▶ **EXERCISE BRIEF**
Put all the entries below into a two-column CSV with the header row instruction,result. Give one row for each item, with its wording under instruction and its answer under result, each in one double-quoted field with line breaks turned into spaces, and leave the pictures out.

--- start DATA SHOWN ---

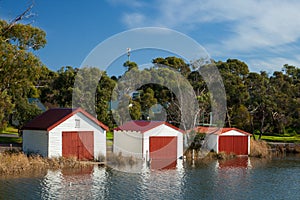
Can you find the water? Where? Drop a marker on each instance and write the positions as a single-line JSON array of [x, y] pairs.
[[235, 179]]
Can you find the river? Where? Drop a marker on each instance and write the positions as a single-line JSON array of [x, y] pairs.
[[278, 178]]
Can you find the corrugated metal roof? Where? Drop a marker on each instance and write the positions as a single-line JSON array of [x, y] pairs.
[[53, 117], [143, 126], [217, 130]]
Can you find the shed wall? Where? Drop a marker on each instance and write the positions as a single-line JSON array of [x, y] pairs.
[[129, 143], [211, 142], [55, 135]]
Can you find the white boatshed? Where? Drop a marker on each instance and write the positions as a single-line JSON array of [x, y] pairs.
[[228, 140], [65, 132], [156, 141]]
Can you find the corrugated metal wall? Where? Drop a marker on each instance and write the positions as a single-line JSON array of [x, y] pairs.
[[79, 144]]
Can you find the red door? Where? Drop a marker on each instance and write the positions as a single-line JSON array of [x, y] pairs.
[[234, 144], [78, 144], [163, 152]]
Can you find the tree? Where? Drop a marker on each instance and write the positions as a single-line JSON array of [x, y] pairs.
[[19, 67], [176, 63], [130, 65]]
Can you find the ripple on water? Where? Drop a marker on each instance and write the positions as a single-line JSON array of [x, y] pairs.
[[275, 179]]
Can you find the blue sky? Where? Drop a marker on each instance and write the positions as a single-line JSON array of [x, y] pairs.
[[264, 34]]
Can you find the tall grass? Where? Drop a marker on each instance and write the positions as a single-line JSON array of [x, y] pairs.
[[17, 163]]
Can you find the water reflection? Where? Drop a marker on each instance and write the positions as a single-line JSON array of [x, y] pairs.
[[238, 162]]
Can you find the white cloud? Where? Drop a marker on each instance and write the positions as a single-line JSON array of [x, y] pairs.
[[244, 25]]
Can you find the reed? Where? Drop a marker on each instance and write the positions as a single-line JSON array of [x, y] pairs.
[[259, 149]]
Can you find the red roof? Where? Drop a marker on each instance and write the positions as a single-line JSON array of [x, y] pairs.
[[143, 126], [217, 130], [53, 117]]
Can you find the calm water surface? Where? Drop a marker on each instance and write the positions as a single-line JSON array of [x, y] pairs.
[[234, 179]]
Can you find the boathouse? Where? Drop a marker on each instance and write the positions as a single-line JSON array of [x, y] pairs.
[[228, 140], [157, 142], [65, 132]]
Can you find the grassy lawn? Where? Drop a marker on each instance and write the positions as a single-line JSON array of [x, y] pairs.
[[9, 140], [289, 139]]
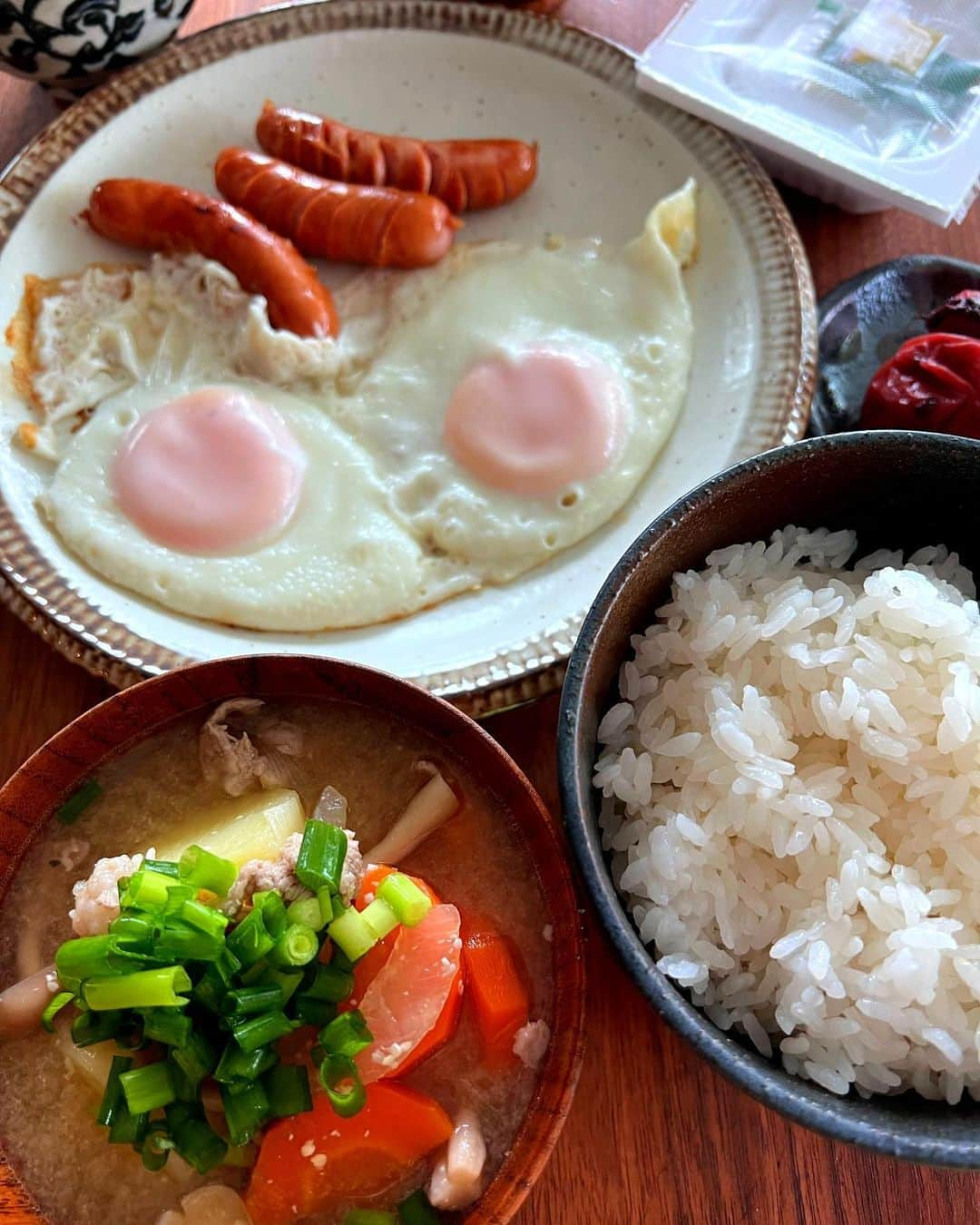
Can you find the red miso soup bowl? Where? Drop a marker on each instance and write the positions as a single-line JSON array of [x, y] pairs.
[[382, 718]]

--- end DATA SHOWN ---

▶ **COMPLETED EXERCISE**
instruction,result
"Can you find the water? Where? Drop a marker on each instance and write the positions as a single-line JSON array of [x, y] pairs.","[[235, 179]]"
"Can you find the river? Where? Drop a marker on each instance and write the positions as a single-line JSON array of [x, y] pairs.","[[278, 178]]"
"Can you find the corrugated metal roof? Where? Drop a marker on each instance and write the positions as a single-line JSON array of [x, y] pairs.","[[53, 117], [143, 126], [217, 130]]"
"Can you find the shed wall? Where? Drop a marker on each instance and write the positions as a single-line JSON array of [x, y] pairs.","[[129, 143], [211, 142], [55, 135]]"
"Can you find the white boatshed? Where? Drop a marker on each instance and write the positions as a single-line JSON array of [x, y] pairs.","[[228, 140], [65, 132], [156, 141]]"
"Can you find the corrugated metal wall? Where? Drop a marker on each instance and write the positions as a single-line JSON array of [x, y] pairs.","[[79, 144]]"
"Can you find the red door? Where? Drop a marker on each instance and write the positions as a single-line JSON array of [x, y] pairs.","[[234, 144], [78, 144], [163, 152]]"
"Can you find the tree? Where? Drop a marker on each instance and write the positions as a single-line JSON array of [x, y] pairs.","[[19, 67], [176, 63], [130, 65]]"
"Can you find the ripple on water? Where? Drop a marker on each instance and write the positions as a single-line JSON array of [x, y] pairs.","[[275, 179]]"
"Can you find the blue sky? Where? Drop a marker on each instance and write the positions as a single-line JSON array of [x, y] pairs.","[[264, 34]]"
"Can you find the tall grass? Where? Drop a marker on each instance and write the positions as a single-line JSON array of [x, y] pairs.","[[17, 163]]"
"Can you find the water reflection? Where? Drop a marker on each instance and write the positions as a single-line JSON array of [x, y] pairs.","[[238, 162]]"
"Can you find the white cloud? Where? Drop a marker on each instance and write the positions as a single-line JSON array of [x, y] pairs.","[[244, 25]]"
"Can you find the reed? Where? Drop a marker on each instance and write the positions as a single-line JSON array of [x, y] pairs.","[[259, 149]]"
"Can you find the red roof? Where? Drop a marker on each instance and write the positions as a single-line JSON array of [x, y] pairs.","[[143, 126], [217, 130], [53, 117]]"
"Can you find the calm water surface? Where? Drop a marker on each instance and write the positions as a single-line JSON array of [x, y] pairs.","[[234, 179]]"
"Can you find the boathouse? Where? Drop a marker on each instance and write the positions as a single-line JSON array of [x, y] pairs.","[[228, 140], [157, 142], [65, 132]]"
"Can you find the grassy lawn? Where? Drop a marker on each instance and write the positions as a single-line JSON array of [x, y] pairs.","[[9, 140], [289, 139]]"
"Can you find the red miso soup bowl? Where? Drop a marker on each instance and write the positions as a single-line JSON array of [x, y] pairs.","[[382, 718]]"